## MATERIAL TO PROCESS
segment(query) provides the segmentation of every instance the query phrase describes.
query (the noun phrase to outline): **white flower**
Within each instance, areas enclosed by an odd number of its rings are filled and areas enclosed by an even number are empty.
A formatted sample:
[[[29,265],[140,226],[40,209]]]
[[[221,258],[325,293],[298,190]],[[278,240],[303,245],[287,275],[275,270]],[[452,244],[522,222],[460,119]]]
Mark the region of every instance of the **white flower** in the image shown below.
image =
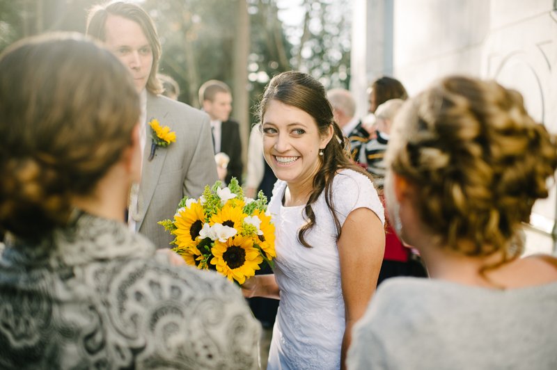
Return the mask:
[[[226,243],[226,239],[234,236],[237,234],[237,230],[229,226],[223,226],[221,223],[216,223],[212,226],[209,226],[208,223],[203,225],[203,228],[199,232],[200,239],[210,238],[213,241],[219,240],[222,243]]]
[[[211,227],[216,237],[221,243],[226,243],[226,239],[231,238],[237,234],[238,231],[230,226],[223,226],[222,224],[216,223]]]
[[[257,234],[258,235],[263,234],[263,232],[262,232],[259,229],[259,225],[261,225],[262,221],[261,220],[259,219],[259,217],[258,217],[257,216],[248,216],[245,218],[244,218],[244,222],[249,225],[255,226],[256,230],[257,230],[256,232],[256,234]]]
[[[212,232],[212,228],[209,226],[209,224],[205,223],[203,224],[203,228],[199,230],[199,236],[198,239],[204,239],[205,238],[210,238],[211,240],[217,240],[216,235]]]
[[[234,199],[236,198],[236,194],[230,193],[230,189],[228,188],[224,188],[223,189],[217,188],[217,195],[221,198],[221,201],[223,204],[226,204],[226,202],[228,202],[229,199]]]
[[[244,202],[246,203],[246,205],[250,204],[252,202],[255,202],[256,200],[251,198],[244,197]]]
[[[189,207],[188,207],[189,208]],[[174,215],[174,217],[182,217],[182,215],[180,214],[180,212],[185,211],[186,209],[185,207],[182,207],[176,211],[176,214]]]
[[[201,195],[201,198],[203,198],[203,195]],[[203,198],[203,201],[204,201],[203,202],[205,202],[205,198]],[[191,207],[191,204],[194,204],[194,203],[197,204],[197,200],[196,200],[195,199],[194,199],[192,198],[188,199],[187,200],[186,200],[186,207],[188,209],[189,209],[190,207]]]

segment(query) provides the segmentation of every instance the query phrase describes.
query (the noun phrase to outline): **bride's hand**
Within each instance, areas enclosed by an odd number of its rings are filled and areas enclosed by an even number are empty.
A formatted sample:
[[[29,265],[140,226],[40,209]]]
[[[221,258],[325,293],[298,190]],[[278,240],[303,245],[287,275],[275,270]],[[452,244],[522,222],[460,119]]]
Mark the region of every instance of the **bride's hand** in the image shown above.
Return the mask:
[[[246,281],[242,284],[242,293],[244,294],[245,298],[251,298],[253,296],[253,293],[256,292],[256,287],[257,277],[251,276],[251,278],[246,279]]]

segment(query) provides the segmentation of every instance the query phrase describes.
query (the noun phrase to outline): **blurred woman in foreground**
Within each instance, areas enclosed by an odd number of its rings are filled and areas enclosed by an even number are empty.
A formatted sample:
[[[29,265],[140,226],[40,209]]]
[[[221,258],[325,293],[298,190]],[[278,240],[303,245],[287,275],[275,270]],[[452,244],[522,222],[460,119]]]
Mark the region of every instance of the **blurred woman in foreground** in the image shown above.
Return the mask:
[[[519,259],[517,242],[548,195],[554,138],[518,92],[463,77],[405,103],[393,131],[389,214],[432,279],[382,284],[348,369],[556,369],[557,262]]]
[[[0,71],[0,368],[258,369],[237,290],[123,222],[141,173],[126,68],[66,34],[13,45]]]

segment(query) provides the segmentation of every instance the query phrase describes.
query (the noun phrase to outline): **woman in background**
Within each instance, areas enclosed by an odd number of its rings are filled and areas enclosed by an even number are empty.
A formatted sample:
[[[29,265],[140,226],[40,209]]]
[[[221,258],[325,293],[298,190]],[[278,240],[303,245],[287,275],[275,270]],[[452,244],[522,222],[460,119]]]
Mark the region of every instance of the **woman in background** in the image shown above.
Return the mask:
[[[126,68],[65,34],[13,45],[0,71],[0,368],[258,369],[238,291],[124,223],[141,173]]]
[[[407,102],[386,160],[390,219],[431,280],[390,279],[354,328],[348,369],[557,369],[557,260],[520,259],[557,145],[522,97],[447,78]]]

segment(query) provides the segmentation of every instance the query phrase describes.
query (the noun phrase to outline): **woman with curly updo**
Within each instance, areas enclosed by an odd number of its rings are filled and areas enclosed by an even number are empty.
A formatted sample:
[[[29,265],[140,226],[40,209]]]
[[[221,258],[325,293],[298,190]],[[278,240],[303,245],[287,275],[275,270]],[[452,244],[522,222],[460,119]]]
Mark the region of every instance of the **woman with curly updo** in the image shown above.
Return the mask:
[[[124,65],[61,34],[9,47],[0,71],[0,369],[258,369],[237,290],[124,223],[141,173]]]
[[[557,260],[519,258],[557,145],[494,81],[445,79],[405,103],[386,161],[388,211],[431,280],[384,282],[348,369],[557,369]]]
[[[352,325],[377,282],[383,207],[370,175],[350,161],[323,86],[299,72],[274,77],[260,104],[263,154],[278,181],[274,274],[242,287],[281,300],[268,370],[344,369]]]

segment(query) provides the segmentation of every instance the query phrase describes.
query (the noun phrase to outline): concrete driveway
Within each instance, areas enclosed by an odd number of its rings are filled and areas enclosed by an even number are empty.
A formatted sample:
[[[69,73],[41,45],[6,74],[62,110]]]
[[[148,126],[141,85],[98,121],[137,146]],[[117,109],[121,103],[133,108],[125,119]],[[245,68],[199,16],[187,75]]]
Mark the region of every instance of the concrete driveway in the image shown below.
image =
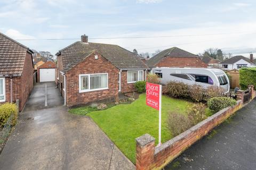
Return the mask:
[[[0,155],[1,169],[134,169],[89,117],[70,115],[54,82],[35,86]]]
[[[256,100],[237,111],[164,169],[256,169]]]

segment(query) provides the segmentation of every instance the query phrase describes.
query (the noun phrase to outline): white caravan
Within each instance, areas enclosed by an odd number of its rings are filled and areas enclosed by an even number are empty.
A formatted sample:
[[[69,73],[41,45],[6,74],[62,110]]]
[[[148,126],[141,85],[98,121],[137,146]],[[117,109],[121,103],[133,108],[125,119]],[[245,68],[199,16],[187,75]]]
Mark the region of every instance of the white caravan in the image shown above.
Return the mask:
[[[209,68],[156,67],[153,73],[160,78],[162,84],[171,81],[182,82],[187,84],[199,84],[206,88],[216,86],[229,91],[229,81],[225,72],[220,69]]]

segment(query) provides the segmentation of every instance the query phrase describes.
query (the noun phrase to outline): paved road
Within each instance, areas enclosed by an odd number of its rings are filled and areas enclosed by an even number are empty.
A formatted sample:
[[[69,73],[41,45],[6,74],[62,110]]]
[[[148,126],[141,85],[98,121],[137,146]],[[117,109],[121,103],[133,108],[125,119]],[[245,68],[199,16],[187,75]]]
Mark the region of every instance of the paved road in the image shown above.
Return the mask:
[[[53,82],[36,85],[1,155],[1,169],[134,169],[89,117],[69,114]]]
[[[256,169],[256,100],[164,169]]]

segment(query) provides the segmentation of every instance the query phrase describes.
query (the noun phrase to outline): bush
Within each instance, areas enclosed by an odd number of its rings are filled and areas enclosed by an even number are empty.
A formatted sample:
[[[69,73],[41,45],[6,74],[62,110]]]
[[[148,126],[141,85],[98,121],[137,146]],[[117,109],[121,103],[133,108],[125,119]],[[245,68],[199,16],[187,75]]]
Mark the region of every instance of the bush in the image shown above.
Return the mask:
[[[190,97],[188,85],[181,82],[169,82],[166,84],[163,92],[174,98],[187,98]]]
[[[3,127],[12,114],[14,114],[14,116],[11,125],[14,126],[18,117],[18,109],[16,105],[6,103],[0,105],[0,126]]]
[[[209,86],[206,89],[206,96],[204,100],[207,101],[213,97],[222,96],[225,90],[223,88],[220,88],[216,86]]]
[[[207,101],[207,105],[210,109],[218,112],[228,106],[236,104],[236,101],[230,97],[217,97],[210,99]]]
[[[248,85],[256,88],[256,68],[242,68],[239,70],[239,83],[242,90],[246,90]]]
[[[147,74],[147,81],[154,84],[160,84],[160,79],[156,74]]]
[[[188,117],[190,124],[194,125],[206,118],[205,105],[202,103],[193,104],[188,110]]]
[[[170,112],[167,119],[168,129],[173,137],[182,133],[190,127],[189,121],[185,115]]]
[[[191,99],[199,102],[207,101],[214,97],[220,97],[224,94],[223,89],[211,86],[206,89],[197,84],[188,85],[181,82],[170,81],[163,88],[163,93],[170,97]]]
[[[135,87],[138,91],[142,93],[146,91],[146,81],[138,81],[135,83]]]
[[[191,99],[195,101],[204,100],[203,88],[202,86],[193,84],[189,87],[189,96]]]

## WHAT YOU SHOULD DO
Would you output, word for word, the lines from the very start of the listing through the line that contains "Mark the region of every instance of the **white", including that line?

## WRITTEN RESPONSE
segment(query) provides the segmentation of every instance the query phrase describes.
query (the noun phrase to outline): **white flower**
Within each instance, areas enclosed by an odd number of its rings are filled and areas enclosed by an even number are empty.
A formatted sample:
[[[29,265],[140,226],[40,209]]]
[[[221,258],[325,293],[298,190]],[[278,240],[303,245],[287,275],[275,270]],[[452,244],[522,222],[460,119]]]
Mark the region of every instance of the **white flower** in the image shown below.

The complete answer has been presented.